Your goal →
Locate the line that contains "Task — place". Reproduce it and all following lines up to the end of the material, exactly and with nothing added.

Material supplied →
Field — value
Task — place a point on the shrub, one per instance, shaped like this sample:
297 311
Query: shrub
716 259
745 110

Response for this exercise →
Task — place a point on the shrub, one per instance, shaped like this sample:
297 311
Query: shrub
716 259
745 110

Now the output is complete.